→ **The exercise**
Copy the lines below verbatim, starting at the line with "# target: window sill" and ending with the line with "393 314 L 380", both of those lines included.

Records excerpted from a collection
/---
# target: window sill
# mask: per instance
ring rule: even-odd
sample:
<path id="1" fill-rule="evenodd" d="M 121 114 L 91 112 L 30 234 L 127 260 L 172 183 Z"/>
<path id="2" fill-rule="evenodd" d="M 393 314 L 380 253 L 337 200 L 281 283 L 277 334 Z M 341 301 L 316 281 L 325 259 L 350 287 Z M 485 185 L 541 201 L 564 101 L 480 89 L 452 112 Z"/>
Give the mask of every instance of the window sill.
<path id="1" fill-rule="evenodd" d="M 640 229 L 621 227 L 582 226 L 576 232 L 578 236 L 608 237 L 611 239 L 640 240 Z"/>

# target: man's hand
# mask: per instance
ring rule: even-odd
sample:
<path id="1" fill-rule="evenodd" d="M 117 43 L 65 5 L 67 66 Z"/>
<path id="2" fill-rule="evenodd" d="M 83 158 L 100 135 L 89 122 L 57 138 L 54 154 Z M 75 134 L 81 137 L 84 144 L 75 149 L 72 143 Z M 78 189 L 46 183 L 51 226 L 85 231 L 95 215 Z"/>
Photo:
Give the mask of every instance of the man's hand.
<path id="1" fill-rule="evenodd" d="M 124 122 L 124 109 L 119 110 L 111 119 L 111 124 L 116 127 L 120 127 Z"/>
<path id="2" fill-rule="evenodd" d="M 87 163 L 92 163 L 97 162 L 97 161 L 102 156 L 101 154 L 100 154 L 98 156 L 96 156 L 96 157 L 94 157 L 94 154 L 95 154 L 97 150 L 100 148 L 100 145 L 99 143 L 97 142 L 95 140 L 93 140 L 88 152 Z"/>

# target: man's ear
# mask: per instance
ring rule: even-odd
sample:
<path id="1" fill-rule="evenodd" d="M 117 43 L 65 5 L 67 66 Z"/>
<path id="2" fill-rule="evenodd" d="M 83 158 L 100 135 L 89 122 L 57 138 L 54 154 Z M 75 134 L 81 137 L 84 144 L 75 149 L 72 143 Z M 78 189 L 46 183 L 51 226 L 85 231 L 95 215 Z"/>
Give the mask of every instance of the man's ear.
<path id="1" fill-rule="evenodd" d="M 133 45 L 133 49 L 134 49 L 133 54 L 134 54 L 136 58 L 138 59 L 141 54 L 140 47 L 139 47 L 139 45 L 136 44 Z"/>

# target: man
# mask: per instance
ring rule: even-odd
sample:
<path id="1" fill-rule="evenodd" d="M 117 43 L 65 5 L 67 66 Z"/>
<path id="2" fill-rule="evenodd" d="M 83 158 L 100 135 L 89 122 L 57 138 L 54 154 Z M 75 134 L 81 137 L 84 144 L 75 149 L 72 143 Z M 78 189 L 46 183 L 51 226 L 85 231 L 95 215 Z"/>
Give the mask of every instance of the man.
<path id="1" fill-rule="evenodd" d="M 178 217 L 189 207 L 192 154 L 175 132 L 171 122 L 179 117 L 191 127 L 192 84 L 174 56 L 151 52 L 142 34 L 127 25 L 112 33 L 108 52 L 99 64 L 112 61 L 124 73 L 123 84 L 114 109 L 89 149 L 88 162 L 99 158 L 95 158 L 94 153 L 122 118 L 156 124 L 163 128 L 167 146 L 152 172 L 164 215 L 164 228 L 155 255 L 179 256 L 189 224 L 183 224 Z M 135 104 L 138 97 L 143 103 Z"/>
\---
/---
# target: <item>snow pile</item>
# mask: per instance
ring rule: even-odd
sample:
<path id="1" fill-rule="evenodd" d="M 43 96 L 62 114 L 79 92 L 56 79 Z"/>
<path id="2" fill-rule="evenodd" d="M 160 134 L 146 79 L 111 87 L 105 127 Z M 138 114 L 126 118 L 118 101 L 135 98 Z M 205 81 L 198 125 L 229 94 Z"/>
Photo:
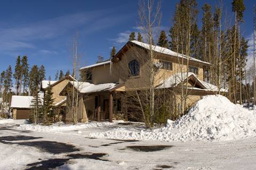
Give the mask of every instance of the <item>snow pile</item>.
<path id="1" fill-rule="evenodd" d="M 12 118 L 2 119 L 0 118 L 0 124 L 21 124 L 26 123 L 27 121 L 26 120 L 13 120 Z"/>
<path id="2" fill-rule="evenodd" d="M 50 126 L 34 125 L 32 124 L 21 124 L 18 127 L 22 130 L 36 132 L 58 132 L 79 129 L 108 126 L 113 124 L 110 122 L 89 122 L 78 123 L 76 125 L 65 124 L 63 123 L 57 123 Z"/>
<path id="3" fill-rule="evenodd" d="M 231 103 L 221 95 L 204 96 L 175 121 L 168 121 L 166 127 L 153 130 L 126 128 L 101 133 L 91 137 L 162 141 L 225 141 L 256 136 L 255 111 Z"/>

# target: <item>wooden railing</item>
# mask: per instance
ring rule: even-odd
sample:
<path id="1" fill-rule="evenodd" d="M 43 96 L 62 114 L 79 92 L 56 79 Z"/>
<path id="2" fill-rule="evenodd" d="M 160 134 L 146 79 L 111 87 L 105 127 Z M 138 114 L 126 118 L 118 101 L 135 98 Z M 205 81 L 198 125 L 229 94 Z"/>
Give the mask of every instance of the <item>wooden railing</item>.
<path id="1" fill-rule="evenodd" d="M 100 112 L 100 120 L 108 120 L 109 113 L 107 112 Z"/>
\---
→ **Answer in full**
# target: window sill
# mask: per instance
ring rule: even-odd
sample:
<path id="1" fill-rule="evenodd" d="M 121 114 L 91 112 L 30 234 L 127 260 L 172 183 Z"/>
<path id="2" fill-rule="evenodd" d="M 393 314 L 380 253 L 337 200 L 281 283 L 277 334 Z M 341 301 L 316 281 L 325 259 L 350 287 Z M 485 185 L 541 201 L 564 101 L 480 89 L 452 112 Z"/>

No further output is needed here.